Work to complete → Arrange the lines of the data below that fall between the line containing "Can you spot the guinea pig's grey" and the line containing "x=1220, y=605", inclusive, as a numbered list with blank lines left out.

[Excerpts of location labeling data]
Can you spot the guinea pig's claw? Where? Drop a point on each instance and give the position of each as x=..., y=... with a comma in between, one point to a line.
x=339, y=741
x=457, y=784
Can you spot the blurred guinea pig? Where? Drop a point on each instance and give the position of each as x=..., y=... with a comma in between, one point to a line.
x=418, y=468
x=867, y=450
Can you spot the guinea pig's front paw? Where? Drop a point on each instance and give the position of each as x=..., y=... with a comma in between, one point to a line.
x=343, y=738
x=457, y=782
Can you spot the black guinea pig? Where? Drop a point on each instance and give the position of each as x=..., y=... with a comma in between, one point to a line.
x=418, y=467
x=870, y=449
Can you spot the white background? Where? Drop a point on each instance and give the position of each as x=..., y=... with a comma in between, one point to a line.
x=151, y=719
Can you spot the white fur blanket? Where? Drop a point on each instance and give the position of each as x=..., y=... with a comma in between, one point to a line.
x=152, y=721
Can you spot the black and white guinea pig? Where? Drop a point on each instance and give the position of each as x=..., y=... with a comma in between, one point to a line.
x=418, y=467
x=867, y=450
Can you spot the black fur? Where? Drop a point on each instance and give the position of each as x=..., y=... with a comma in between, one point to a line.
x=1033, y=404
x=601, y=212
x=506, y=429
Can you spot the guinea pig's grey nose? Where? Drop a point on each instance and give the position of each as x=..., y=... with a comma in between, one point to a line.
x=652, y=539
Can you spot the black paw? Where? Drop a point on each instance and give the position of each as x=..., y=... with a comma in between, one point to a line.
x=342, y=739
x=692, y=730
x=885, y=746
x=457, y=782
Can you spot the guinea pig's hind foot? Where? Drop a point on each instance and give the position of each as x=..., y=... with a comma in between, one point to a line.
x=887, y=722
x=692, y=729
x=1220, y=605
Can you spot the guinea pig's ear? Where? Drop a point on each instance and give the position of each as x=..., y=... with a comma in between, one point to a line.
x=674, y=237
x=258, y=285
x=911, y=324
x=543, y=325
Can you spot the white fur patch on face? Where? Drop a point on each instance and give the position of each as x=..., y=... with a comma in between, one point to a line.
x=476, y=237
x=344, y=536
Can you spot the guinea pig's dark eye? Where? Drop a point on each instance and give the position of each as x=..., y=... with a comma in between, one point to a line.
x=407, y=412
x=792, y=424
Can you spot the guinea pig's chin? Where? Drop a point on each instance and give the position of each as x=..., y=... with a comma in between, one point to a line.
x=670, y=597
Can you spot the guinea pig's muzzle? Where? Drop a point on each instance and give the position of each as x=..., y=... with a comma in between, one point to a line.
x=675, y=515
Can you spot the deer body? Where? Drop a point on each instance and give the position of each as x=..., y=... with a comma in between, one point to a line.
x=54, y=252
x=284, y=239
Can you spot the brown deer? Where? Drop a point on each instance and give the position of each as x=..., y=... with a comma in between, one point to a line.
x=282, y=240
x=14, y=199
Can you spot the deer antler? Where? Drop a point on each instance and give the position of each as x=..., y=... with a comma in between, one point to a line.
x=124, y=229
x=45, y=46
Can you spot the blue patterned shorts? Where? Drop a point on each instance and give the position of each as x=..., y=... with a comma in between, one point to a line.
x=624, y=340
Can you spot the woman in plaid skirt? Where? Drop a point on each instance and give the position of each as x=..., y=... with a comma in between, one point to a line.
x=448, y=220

Task response →
1. Can you spot the guinea pig's grey nose? Where? Drop a point on each instance and give the position of each as x=..., y=... with a comma in between, one point to a line.
2. x=652, y=539
3. Can you spot the black paw? Where? Drop a point on each instance and give the position of each as x=..., y=... with a comma in between, one point to a line.
4. x=342, y=739
5. x=692, y=730
6. x=885, y=746
7. x=457, y=782
8. Can you spot the guinea pig's hind foot? Where? Drop a point on each instance and give the position of each as x=..., y=... with a comma in between, one point to a line.
9. x=887, y=722
10. x=692, y=729
11. x=1220, y=605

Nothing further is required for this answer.